#### [Task directions]
What must be handed in is the entire listing, exactly as written, with no pictures.

#### [Records to process]
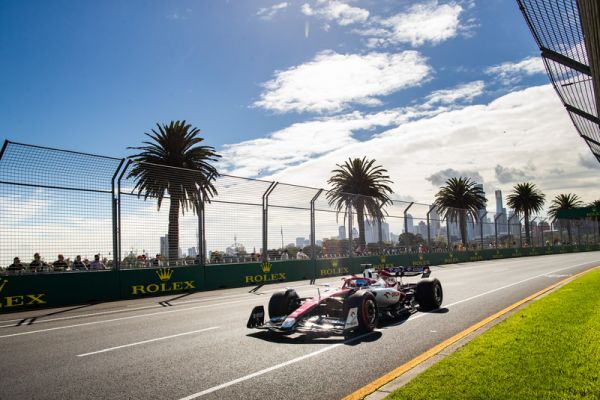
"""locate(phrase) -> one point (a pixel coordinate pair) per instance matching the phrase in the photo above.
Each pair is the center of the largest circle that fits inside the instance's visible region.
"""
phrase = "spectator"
(301, 255)
(37, 264)
(16, 266)
(97, 264)
(60, 264)
(78, 265)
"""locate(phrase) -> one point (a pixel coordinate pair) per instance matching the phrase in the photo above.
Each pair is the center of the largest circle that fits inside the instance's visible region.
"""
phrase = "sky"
(285, 90)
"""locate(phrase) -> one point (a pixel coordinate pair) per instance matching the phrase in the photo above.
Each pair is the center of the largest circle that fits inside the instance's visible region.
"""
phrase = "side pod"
(257, 317)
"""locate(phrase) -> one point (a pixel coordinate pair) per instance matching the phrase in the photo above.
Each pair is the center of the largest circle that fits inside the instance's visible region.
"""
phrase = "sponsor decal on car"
(352, 320)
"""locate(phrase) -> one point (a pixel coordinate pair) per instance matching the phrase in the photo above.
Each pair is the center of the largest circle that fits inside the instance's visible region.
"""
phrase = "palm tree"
(526, 199)
(361, 185)
(172, 163)
(459, 198)
(564, 202)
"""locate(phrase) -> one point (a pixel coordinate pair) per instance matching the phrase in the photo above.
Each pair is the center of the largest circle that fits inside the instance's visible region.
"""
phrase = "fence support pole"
(532, 244)
(481, 217)
(201, 230)
(431, 208)
(264, 255)
(313, 230)
(448, 232)
(117, 255)
(405, 214)
(509, 227)
(496, 227)
(116, 261)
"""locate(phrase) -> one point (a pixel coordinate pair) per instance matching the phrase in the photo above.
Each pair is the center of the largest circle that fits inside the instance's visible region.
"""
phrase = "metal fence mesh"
(59, 202)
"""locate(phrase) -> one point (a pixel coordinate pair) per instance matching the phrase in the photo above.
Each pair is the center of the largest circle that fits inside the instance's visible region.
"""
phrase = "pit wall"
(42, 290)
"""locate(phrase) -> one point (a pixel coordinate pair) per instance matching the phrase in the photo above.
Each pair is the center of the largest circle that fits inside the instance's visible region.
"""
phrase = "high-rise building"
(385, 231)
(164, 246)
(503, 219)
(342, 232)
(434, 223)
(409, 224)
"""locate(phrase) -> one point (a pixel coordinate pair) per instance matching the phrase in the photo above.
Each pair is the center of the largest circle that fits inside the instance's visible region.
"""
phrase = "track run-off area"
(198, 346)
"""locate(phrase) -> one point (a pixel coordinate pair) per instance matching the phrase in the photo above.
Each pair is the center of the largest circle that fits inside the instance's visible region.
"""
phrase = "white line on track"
(156, 305)
(146, 341)
(120, 319)
(333, 346)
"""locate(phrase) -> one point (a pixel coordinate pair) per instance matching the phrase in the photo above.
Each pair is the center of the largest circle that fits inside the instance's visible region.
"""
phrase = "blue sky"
(287, 89)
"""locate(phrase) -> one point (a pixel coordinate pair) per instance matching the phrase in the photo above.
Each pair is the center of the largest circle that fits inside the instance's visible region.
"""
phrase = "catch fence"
(74, 204)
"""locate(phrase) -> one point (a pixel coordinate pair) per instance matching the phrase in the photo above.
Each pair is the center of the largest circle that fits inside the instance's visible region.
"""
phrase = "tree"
(525, 200)
(361, 185)
(173, 164)
(564, 202)
(459, 198)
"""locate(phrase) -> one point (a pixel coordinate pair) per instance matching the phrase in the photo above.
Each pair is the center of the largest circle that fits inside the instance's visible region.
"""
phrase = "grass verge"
(548, 350)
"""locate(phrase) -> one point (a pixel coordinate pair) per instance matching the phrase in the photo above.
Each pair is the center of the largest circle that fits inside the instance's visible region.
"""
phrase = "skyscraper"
(503, 220)
(342, 232)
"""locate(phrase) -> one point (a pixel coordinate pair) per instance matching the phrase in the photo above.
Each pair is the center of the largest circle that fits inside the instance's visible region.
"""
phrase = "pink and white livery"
(355, 307)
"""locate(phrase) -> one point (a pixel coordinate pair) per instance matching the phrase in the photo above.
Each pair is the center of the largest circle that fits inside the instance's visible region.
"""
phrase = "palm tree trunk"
(173, 230)
(462, 221)
(360, 217)
(527, 238)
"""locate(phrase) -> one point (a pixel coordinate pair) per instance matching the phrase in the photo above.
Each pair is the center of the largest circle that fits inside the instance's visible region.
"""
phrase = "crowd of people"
(60, 265)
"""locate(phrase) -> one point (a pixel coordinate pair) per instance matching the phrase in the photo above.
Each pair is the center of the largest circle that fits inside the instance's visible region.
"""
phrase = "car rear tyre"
(283, 303)
(368, 314)
(429, 294)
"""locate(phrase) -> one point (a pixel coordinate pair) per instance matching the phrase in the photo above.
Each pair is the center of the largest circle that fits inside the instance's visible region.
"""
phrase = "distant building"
(342, 232)
(409, 224)
(164, 246)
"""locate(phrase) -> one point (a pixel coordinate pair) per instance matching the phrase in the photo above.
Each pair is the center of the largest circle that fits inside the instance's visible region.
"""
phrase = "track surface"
(197, 346)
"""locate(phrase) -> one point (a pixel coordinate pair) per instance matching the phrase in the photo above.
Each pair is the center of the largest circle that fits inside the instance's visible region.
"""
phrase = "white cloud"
(300, 142)
(332, 81)
(267, 13)
(525, 131)
(465, 92)
(336, 11)
(422, 23)
(509, 73)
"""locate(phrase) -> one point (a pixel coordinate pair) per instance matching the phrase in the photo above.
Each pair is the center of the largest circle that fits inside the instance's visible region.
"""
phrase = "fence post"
(350, 217)
(114, 204)
(405, 213)
(431, 208)
(481, 217)
(496, 227)
(509, 229)
(313, 232)
(448, 232)
(117, 255)
(264, 255)
(201, 230)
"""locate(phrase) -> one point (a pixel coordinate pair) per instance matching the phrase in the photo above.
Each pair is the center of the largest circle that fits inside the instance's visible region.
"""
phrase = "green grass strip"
(548, 350)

#### [Answer to this task]
"""locate(phrase) -> one point (a pixel coordinate pair) per instance matching the phrase in the photo above.
Each pair is the center of the largest circle that fits inside the instance's visible region.
"""
phrase = "spectator"
(301, 255)
(37, 264)
(16, 266)
(97, 264)
(60, 264)
(78, 265)
"""locate(phrase) -> one point (a pixel coordinate pair) per instance matching the phrase in the photo above.
Each pair is the center of the largest circle that fits inside the instance's visible region.
"""
phrase = "sky"
(285, 90)
"""locate(phrase) -> one point (a pixel coordinate pair) per instance matching the phrase in the photo above.
Each pair is the center of the largest circle that fits inside the instance's visible region.
"""
phrase = "side pod"
(257, 317)
"""locate(phrase) -> one point (a pixel coordinate pair) per instance matching the phrase in the photo above.
Each pair is the center of the largest circle that fits inside the instance's visible region.
"""
phrase = "sponsor decal on car"
(352, 320)
"""locate(phrase) -> one point (a pixel coordinate pair) per instance matching the phrase in the photo above.
Each pair is the center of the largest circle that fits inside the instance's visible region.
"""
phrase = "palm tree"
(526, 199)
(361, 185)
(172, 163)
(459, 198)
(564, 202)
"""locate(phrase) -> one point (a pixel coordinate pair) per instance matching the phrase in the photo above.
Each pair is the center of the largest circle that fits inside the instance's visible region.
"""
phrase = "fence support pole"
(532, 244)
(481, 217)
(201, 230)
(431, 208)
(264, 255)
(313, 230)
(448, 232)
(117, 255)
(405, 214)
(509, 227)
(496, 227)
(116, 261)
"""locate(phrase) -> one point (a pixel coordinate pair) per instance matching the phrase in the photo above.
Each pair is the center of the largest circle that fits inside the instance's visible region.
"""
phrase = "metal fence mesh"
(59, 202)
"""locate(phrase) -> one point (a pixel coordinate pair) per instance matching the phrase in the photo above.
Each pair is the center of the largest circle that fits inside the instance's visible region.
"""
phrase = "pit wall"
(42, 290)
"""locate(phrase) -> one point (a pixel coordinate pair) per instance matching the phrase in the photo above.
Each pair is the center of the largest circle that fits inside the instance's visible region.
"""
phrase = "high-rise building"
(385, 231)
(164, 246)
(503, 219)
(342, 232)
(434, 223)
(409, 224)
"""locate(phrase) -> one point (a pixel coordinate pair) per instance matching the phrase in the photo above.
Each pair is the center of the largest circle that fits inside the instance's visible region.
"""
phrase = "track run-off area"
(198, 346)
"""locate(phrase) -> one point (a pixel coordinate pair) per instance matching the phrase in the photo above.
Each pair is the center of the largest circle that fits inside the instance's visible region.
"""
phrase = "white line on track"
(156, 305)
(146, 341)
(120, 319)
(333, 346)
"""locate(phrase) -> one point (a pixel coordinate pair) per instance matching the phrase in the photo above.
Each pair is the center of the largest circle that fits inside the instance's visible region.
"""
phrase = "blue sky"
(287, 89)
"""locate(phrase) -> one point (a pixel coordinate pair) per instance matching the phrase in the photo above.
Each pair is the center of the largest circle that fits inside the instance's visible region.
"""
phrase = "catch fence"
(74, 204)
"""locate(phrase) -> one point (a pixel coordinate pair) per instance matching the phrase in the photo above.
Each pair is the center of the largest circle that fits inside the instance's visible region.
"""
phrase = "tree"
(525, 200)
(361, 185)
(173, 164)
(564, 202)
(459, 198)
"""locate(phrase) -> one point (a pixel coordinate pair) per instance matching the phrase in the photo above.
Each pair is the center of the largest circle that fits inside the instance's visible region.
"""
phrase = "grass verge"
(548, 350)
"""locate(phrase) -> one point (a pixel coordinate pair) per instance matching the phrase in the photo above.
Each pair is the center of the largest circle that fits inside the instance's visible region.
"""
phrase = "skyscraper"
(503, 220)
(342, 232)
"""locate(phrase) -> one point (a pixel coordinate pair) per instance matching the phrase in the photo above.
Each pair is the center of the largest circle that fits inside the instance's visible region.
"""
phrase = "pink and white livery"
(355, 307)
"""locate(phrase) -> one point (a pixel coordinate pair) per instance matching the phrase in the photo above.
Each pair is the center of the largest circle that fits inside the instance's visible region.
"""
phrase = "palm tree trunk"
(173, 230)
(462, 221)
(360, 217)
(527, 238)
"""locate(phrase) -> one point (a pixel coordinate pair) per instance matching the phrase in the photo above.
Each pair is the center of the largest circle that fits inside the instance's visible region.
"""
phrase = "crowd of people"
(60, 265)
"""locate(phrase) -> one point (a pixel coordinate pair) per instance matching the phrase in the photo above.
Each pair is the center of the largest circle that fits inside the instance's visible region.
"""
phrase = "car rear tyre"
(283, 303)
(368, 314)
(429, 294)
"""locate(phrase) -> one point (a pixel coordinate pair) per instance matching the phrase in the photo above.
Each pair is the center of the largest circle that fits inside the instance's visible region.
"""
phrase = "distant building"
(342, 232)
(409, 224)
(164, 246)
"""locate(phrase) -> one point (a pixel coordinate pair) per instance matching the phrase in the photo above.
Each pair is the center of the largest circle that fits inside the instance's visible region.
"""
phrase = "track surface"
(197, 346)
"""locate(phrase) -> one point (a pixel coordinate pair) per instance matching the phrase in the photo above.
Each pair is the center of the largest circle that fits inside the instance's visible region.
"""
phrase = "white cloud"
(300, 142)
(332, 81)
(267, 13)
(525, 131)
(465, 92)
(336, 11)
(422, 23)
(509, 73)
"""locate(phrase) -> one point (a pixel coordinate pair) per instance matching the phrase in the photo above.
Each pair is the center of the largest circle that fits inside the instance's visible region.
"""
phrase = "fence post"
(350, 217)
(114, 204)
(405, 213)
(431, 208)
(481, 217)
(496, 227)
(509, 229)
(313, 232)
(448, 232)
(117, 255)
(264, 255)
(201, 230)
"""locate(phrase) -> one point (a pixel coordinate pair) per instance matching the phrase in the photo above.
Each pair is the center of the largest circle that fits inside the instance's visible region.
"""
phrase = "green grass strip"
(548, 350)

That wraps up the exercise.